AVAILABLE DATA START

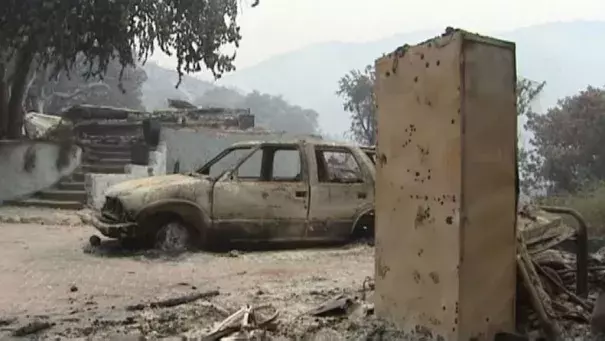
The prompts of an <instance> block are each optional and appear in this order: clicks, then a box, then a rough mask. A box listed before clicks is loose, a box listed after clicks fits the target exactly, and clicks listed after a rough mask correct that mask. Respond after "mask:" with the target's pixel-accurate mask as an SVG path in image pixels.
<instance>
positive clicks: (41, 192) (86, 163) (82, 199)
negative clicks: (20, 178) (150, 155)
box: [9, 143, 131, 210]
mask: <svg viewBox="0 0 605 341" xmlns="http://www.w3.org/2000/svg"><path fill="white" fill-rule="evenodd" d="M82 151H83V152H82V164H81V165H80V167H79V168H78V169H77V170H76V171H75V172H74V173H72V174H71V175H70V176H69V177H67V178H65V179H63V180H61V181H60V182H59V183H58V184H57V185H56V186H54V187H53V188H49V189H47V190H44V191H41V192H38V193H36V195H34V196H33V197H31V198H29V199H25V200H21V201H15V202H10V203H9V204H11V205H14V206H30V207H48V208H58V209H68V210H79V209H82V208H84V206H85V203H86V190H85V186H84V181H85V174H86V173H103V174H124V173H125V169H124V168H125V166H126V165H127V164H129V163H131V147H130V145H129V144H101V143H85V144H83V145H82Z"/></svg>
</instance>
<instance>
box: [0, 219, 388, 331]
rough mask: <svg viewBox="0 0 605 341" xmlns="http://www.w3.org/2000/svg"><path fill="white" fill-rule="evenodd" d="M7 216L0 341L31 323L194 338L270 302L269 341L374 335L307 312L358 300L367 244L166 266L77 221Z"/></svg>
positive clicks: (169, 261)
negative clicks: (135, 305) (327, 306)
mask: <svg viewBox="0 0 605 341" xmlns="http://www.w3.org/2000/svg"><path fill="white" fill-rule="evenodd" d="M2 209H3V211H0V214H3V213H6V212H7V211H6V210H7V209H6V208H2ZM9 212H10V211H9ZM13 213H14V214H15V215H16V216H17V217H18V220H17V221H18V222H20V223H6V222H4V223H1V222H0V235H2V238H1V239H0V287H1V290H0V340H4V339H8V338H10V337H12V336H11V335H13V334H14V332H15V330H17V329H18V328H20V327H22V326H24V325H26V324H28V323H32V322H33V323H36V324H39V323H48V324H50V325H51V326H50V328H46V329H45V330H43V331H41V332H39V333H38V334H37V337H39V338H40V339H53V340H54V339H57V338H59V339H67V338H83V339H99V340H101V339H104V340H108V339H112V338H114V339H116V338H117V339H124V334H128V335H133V337H135V336H137V335H138V336H140V335H146V336H148V337H157V338H162V337H169V336H172V337H174V336H182V335H189V336H192V335H200V333H203V332H204V330H207V329H208V328H209V327H211V326H213V324H215V323H216V322H219V321H221V320H223V319H224V318H225V317H226V315H225V314H226V313H233V312H235V311H237V310H238V309H239V308H240V307H242V306H244V305H246V304H253V305H260V304H267V303H269V304H271V305H273V306H274V307H275V308H277V309H278V310H279V312H280V315H279V317H278V320H277V321H278V323H277V329H276V330H274V331H272V336H273V338H274V339H275V338H277V339H279V338H282V339H303V338H304V339H317V340H320V339H321V340H351V339H359V338H361V339H372V338H368V337H366V336H367V335H366V334H372V333H375V332H376V330H375V329H376V328H379V327H373V324H368V323H370V322H368V320H367V318H364V320H363V321H354V320H353V319H351V318H348V319H346V318H345V319H343V318H311V317H308V316H305V314H304V313H305V312H306V311H308V310H309V309H311V308H314V307H316V306H317V305H318V304H321V303H323V302H325V301H326V300H327V299H329V298H331V297H334V296H335V295H338V294H340V293H343V292H345V293H349V294H351V295H360V291H361V289H362V283H363V282H364V280H365V279H366V277H368V276H372V275H373V267H374V264H373V252H374V251H373V248H371V247H369V246H366V245H350V246H345V247H339V248H331V249H325V248H324V249H307V250H290V251H270V252H237V251H233V252H230V253H228V254H210V253H202V252H200V253H191V254H185V255H181V256H179V257H177V258H171V257H168V256H166V255H160V254H157V253H154V252H153V251H144V252H143V251H139V252H132V251H130V252H129V251H125V250H124V249H123V248H121V247H120V246H119V245H117V244H116V243H112V242H105V243H103V245H102V246H101V247H99V248H91V247H90V246H89V245H88V238H89V236H90V235H91V234H93V233H94V232H95V231H94V229H93V228H92V227H90V226H87V225H84V224H77V223H75V222H76V221H77V219H76V218H75V217H76V215H75V214H74V213H69V212H61V213H60V214H59V213H56V214H58V215H59V216H60V217H61V218H60V219H67V220H65V221H60V224H59V225H57V224H52V223H53V221H52V219H50V220H48V218H47V220H46V221H38V222H37V223H30V222H29V220H28V219H29V218H28V219H24V218H23V217H26V216H28V214H29V213H27V212H25V211H23V210H21V209H16V210H15V211H14V212H12V213H11V214H13ZM43 213H44V214H43V215H45V216H48V215H47V214H46V213H49V212H43ZM53 214H55V213H53ZM30 215H32V214H30ZM33 215H35V214H33ZM66 217H68V218H66ZM30 218H31V217H30ZM34 218H35V217H34ZM34 218H32V219H33V220H34V221H37V220H35V219H34ZM4 221H6V220H4ZM67 221H68V222H69V224H67V223H65V222H67ZM213 289H216V290H218V291H219V295H218V296H215V297H213V298H209V299H207V300H198V301H195V302H193V303H188V304H183V305H179V306H177V307H172V308H158V309H151V308H146V309H142V310H137V311H128V310H127V309H126V307H127V306H129V305H134V304H140V303H149V302H152V301H157V300H161V299H166V298H171V297H178V296H182V295H185V294H188V293H193V292H202V291H207V290H213ZM362 325H363V326H362ZM380 328H383V326H381V327H380ZM29 337H31V335H30V336H29ZM28 339H30V338H28Z"/></svg>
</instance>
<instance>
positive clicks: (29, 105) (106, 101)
mask: <svg viewBox="0 0 605 341" xmlns="http://www.w3.org/2000/svg"><path fill="white" fill-rule="evenodd" d="M84 71H85V65H84V63H83V58H78V62H77V63H76V64H75V65H74V71H73V72H71V75H69V74H68V73H67V72H65V71H59V73H58V74H57V75H55V76H54V77H52V78H50V79H49V75H48V73H47V72H42V71H39V72H38V75H37V77H36V78H35V79H34V81H33V83H32V85H31V86H30V87H29V89H28V90H29V91H28V94H27V97H26V103H25V109H26V111H27V112H29V111H35V112H39V113H51V114H59V113H61V112H62V111H63V110H65V109H67V108H69V107H71V106H74V105H78V104H91V105H102V106H112V107H118V108H128V109H133V110H144V109H145V108H144V106H143V102H142V97H143V83H144V82H145V81H146V80H147V75H146V74H145V71H144V70H143V69H142V68H141V67H139V66H127V67H126V68H124V69H122V66H121V65H120V63H119V62H118V61H117V60H114V61H112V62H111V63H109V65H108V67H107V72H106V73H105V75H104V76H103V78H102V79H94V78H86V77H84V76H82V73H83V72H84Z"/></svg>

AVAILABLE DATA END

ACTION ITEM:
The data above must be given again in full and unaltered, minus its images.

COMPLETED TASK:
The prompts of an <instance> block are each optional and appear in this order: clicks, then a box, then a rough mask. A box listed before clicks is loose, a box listed after clicks fits the target exactly, and clicks listed after a rough mask correct that mask. Respond after "mask:" with the target's pixel-accurate mask as an SVG path in image pixels.
<instance>
positive clicks: (41, 192) (86, 163) (82, 199)
negative clicks: (20, 178) (150, 155)
box: [9, 143, 131, 210]
mask: <svg viewBox="0 0 605 341" xmlns="http://www.w3.org/2000/svg"><path fill="white" fill-rule="evenodd" d="M82 151H83V152H82V164H81V165H80V167H79V168H78V169H77V170H76V171H75V172H74V173H72V174H71V175H70V176H69V177H67V178H65V179H63V180H61V181H60V182H59V183H58V184H57V185H56V186H54V187H53V188H49V189H47V190H44V191H41V192H38V193H36V195H34V196H33V197H31V198H29V199H25V200H21V201H15V202H10V203H9V204H11V205H14V206H30V207H48V208H58V209H68V210H79V209H82V208H84V206H85V203H86V190H85V186H84V181H85V174H86V173H103V174H124V173H125V169H124V168H125V166H126V165H127V164H129V163H131V147H130V145H129V144H101V143H85V144H83V145H82Z"/></svg>
</instance>
<instance>
box: [0, 219, 388, 331]
rough mask: <svg viewBox="0 0 605 341" xmlns="http://www.w3.org/2000/svg"><path fill="white" fill-rule="evenodd" d="M7 216L0 341L31 323L194 338L270 302L269 341L374 335L307 312L358 300L367 244L166 266L77 221Z"/></svg>
positive clicks: (169, 261)
negative clicks: (135, 305) (327, 306)
mask: <svg viewBox="0 0 605 341" xmlns="http://www.w3.org/2000/svg"><path fill="white" fill-rule="evenodd" d="M2 209H3V211H0V214H3V213H6V212H7V211H6V210H7V209H6V208H2ZM9 212H10V211H9ZM13 213H14V214H15V215H16V216H17V217H18V220H17V221H18V222H20V223H6V222H4V223H1V222H0V235H2V238H1V239H0V287H1V290H0V340H4V339H8V338H10V337H12V336H11V335H13V334H14V332H15V330H17V329H18V328H20V327H22V326H24V325H26V324H28V323H32V322H33V323H36V324H39V323H48V324H50V325H51V326H50V328H46V329H45V330H43V331H41V332H39V333H38V334H37V337H39V338H40V339H53V340H54V339H57V338H59V339H67V338H83V339H99V340H101V339H104V340H108V339H112V338H114V339H116V338H117V339H124V334H128V335H133V337H135V336H137V335H138V336H140V335H146V336H148V337H157V338H162V337H169V336H172V337H174V336H182V335H189V336H192V335H200V333H203V332H204V330H207V329H208V328H209V327H211V326H213V324H215V323H216V322H219V321H221V320H223V319H224V318H225V317H226V315H225V314H226V313H233V312H235V311H237V310H238V309H239V308H240V307H242V306H244V305H246V304H253V305H260V304H267V303H269V304H271V305H273V306H274V307H275V308H277V309H278V310H279V312H280V315H279V317H278V320H277V321H278V323H277V329H276V330H274V331H272V336H273V338H274V339H275V338H277V339H279V338H282V339H303V338H304V339H317V340H320V339H321V340H351V339H359V338H361V339H372V338H368V337H366V336H367V335H366V334H372V333H375V332H376V330H375V329H376V328H379V327H373V324H368V323H370V322H368V320H367V318H364V320H363V321H354V320H353V319H351V318H348V319H346V318H345V319H343V318H311V317H308V316H305V314H304V313H305V312H306V311H308V310H309V309H311V308H314V307H316V306H317V305H318V304H321V303H323V302H325V301H326V300H327V299H329V298H331V297H334V296H335V295H338V294H340V293H343V292H345V293H349V294H351V295H360V291H361V289H362V283H363V282H364V280H365V279H366V277H368V276H372V275H373V267H374V264H373V252H374V251H373V248H371V247H369V246H366V245H350V246H345V247H339V248H331V249H325V248H324V249H307V250H290V251H270V252H237V251H233V252H230V253H228V254H210V253H202V252H200V253H191V254H185V255H181V256H179V257H177V258H171V257H168V256H166V255H160V254H157V253H154V252H153V251H144V252H143V251H139V252H132V251H130V252H129V251H125V250H124V249H123V248H121V247H120V246H119V245H117V244H116V243H112V242H105V243H103V245H102V246H101V247H99V248H91V247H90V246H89V245H88V238H89V236H90V235H91V234H93V233H94V232H95V231H94V229H93V228H92V227H90V226H87V225H84V224H77V223H75V222H76V221H77V219H76V218H75V217H76V215H75V214H74V213H69V212H61V213H60V214H59V213H56V214H58V215H59V216H60V217H61V218H60V219H67V220H65V221H60V224H59V225H57V224H52V223H53V221H52V219H50V220H48V218H47V220H46V221H38V222H37V223H30V222H29V220H28V219H29V218H28V219H24V218H23V217H26V216H28V214H29V213H27V212H25V211H23V210H21V209H16V210H15V211H14V212H12V213H11V214H13ZM43 213H44V214H43V215H45V216H48V215H47V214H46V213H49V212H43ZM53 214H55V213H53ZM30 215H32V214H30ZM33 215H35V214H33ZM66 217H68V218H66ZM30 218H31V217H30ZM34 218H35V217H34ZM34 218H32V219H33V220H34V221H37V220H35V219H34ZM4 221H6V220H4ZM67 221H68V222H69V224H67V223H65V222H67ZM213 289H216V290H218V291H219V295H218V296H215V297H213V298H209V299H207V300H198V301H195V302H193V303H188V304H183V305H179V306H177V307H172V308H158V309H151V308H146V309H142V310H137V311H128V310H127V309H126V307H127V306H129V305H134V304H140V303H149V302H152V301H157V300H161V299H166V298H171V297H178V296H182V295H185V294H188V293H193V292H202V291H207V290H213ZM362 325H363V326H362ZM380 328H383V326H381V327H380ZM29 337H31V335H30V336H29ZM28 339H30V338H28Z"/></svg>
</instance>
<instance>
positive clicks: (29, 105) (106, 101)
mask: <svg viewBox="0 0 605 341" xmlns="http://www.w3.org/2000/svg"><path fill="white" fill-rule="evenodd" d="M84 71H85V65H84V63H83V58H78V62H77V63H76V64H75V65H74V71H73V72H71V75H69V74H68V73H67V72H65V71H59V73H58V74H57V75H55V76H54V77H52V78H50V79H49V75H48V73H47V72H42V71H39V72H38V75H37V77H36V78H35V79H34V81H33V83H32V85H31V86H30V87H29V89H28V90H29V91H28V94H27V97H26V103H25V109H26V111H27V112H29V111H35V112H39V113H51V114H59V113H61V112H62V111H63V110H65V109H67V108H69V107H71V106H74V105H78V104H91V105H102V106H112V107H118V108H128V109H133V110H144V109H145V108H144V106H143V102H142V97H143V83H144V82H145V81H146V80H147V75H146V74H145V71H144V70H143V69H142V68H141V67H139V66H127V67H126V68H124V69H122V66H121V65H120V63H119V62H118V61H117V60H114V61H112V62H111V63H109V65H108V67H107V72H106V73H105V75H104V76H103V78H102V79H94V78H86V77H84V76H82V73H83V72H84Z"/></svg>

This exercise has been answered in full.